» THINGS TO DO:
A – Answer these questions about the thread on the 1911 Navy pistol:
(i) On which ship did Lt. Bush serve as Communications Officer?
(ii) In what year was the grip inlay done?
(iii) What two-word phrase does Rustycompass use at the end of the post to describe the piece?
B – Pick up the forum thread about the 1911 Navy pistol after its last post and continue it.

» PASSAGE SHOWN:

################

# A 1911 NAVY with a history......



## John Holbrook (Jul 2, 2006)

I acquired this beautiful Navy along with all equipment listed in the receipt several years ago from Lt. Bush's family in Seattle..

Lt. Bush was the Communications Officer aboard the USS MINNESOTA, and went to Russia in 1919 with the AEF after WW I. The grip inlay was done in the Phillipines in 1922..


----------



## Shipwreck (Jan 26, 2006)

Oh, the Naval inventory guys are on to ya now :smt082 :smt082 

Very nice gun


----------



## Rustycompass (Jun 25, 2006)

*Nice....*

Mr. John, That's a very nice piece of hardware you've there... A Classic


----------



## Charlie (May 13, 2006)

Very nice!


----------



## 2400 (Feb 4, 2006)

You have some really nice guns. Thanks for posting them.

################

A data block
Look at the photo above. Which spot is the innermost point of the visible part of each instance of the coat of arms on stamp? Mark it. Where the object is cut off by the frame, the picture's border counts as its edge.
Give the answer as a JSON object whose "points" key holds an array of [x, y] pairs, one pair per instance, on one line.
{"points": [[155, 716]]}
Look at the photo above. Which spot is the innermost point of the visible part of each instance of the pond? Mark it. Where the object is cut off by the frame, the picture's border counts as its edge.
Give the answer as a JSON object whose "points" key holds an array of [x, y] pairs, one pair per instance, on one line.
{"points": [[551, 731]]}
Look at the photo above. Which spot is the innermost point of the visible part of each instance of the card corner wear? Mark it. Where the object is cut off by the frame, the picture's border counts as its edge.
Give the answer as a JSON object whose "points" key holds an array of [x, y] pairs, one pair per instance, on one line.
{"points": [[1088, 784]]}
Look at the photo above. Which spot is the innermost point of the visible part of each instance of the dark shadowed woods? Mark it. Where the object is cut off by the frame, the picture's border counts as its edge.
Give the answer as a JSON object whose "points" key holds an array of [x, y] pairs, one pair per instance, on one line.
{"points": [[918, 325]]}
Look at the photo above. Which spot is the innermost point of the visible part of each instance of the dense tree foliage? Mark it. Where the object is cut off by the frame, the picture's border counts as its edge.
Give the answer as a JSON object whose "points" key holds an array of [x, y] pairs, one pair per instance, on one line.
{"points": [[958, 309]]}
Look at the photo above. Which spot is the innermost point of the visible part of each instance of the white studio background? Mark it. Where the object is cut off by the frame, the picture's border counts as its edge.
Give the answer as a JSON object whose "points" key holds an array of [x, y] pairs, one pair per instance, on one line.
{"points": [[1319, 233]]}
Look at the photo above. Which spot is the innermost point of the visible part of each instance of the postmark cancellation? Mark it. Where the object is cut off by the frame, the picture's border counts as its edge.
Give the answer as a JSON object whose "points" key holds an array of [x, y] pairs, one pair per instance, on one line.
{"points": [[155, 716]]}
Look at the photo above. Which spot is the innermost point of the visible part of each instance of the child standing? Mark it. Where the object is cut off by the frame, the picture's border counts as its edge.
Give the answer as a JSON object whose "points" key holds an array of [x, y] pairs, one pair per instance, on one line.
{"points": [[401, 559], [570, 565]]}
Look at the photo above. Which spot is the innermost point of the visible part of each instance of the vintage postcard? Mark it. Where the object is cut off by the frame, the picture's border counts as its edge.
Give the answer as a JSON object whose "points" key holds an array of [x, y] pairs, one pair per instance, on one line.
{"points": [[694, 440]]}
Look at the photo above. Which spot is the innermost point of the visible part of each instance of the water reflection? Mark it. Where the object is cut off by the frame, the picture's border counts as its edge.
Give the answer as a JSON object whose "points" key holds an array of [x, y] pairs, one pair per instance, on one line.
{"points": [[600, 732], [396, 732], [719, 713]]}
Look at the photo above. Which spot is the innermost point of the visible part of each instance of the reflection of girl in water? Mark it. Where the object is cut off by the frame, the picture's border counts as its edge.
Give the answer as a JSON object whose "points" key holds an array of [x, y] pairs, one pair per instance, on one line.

################

» EXERCISE RESPONSES:
A –
(i) The USS MINNESOTA.
(ii) 1922.
(iii) "A Classic."

B –
----------



## John Holbrook (Jul 2, 2006)

Here is how I display the Bush Navy along with a Pearl Harbor survivor. I love guns that tell a story!!!!


----------



## Shipwreck (Jan 26, 2006)

Wow that's really nice


----------



## 2400 (Feb 4, 2006)

Nice display, do you have any close ups of it?


----------



## John Holbrook (Jul 2, 2006)

Here are a couple of closer photos...If anyone need anymore photos, just ask...


----------



## 2400 (Feb 4, 2006)

That is a beautiful job!! If it ever needs a good home....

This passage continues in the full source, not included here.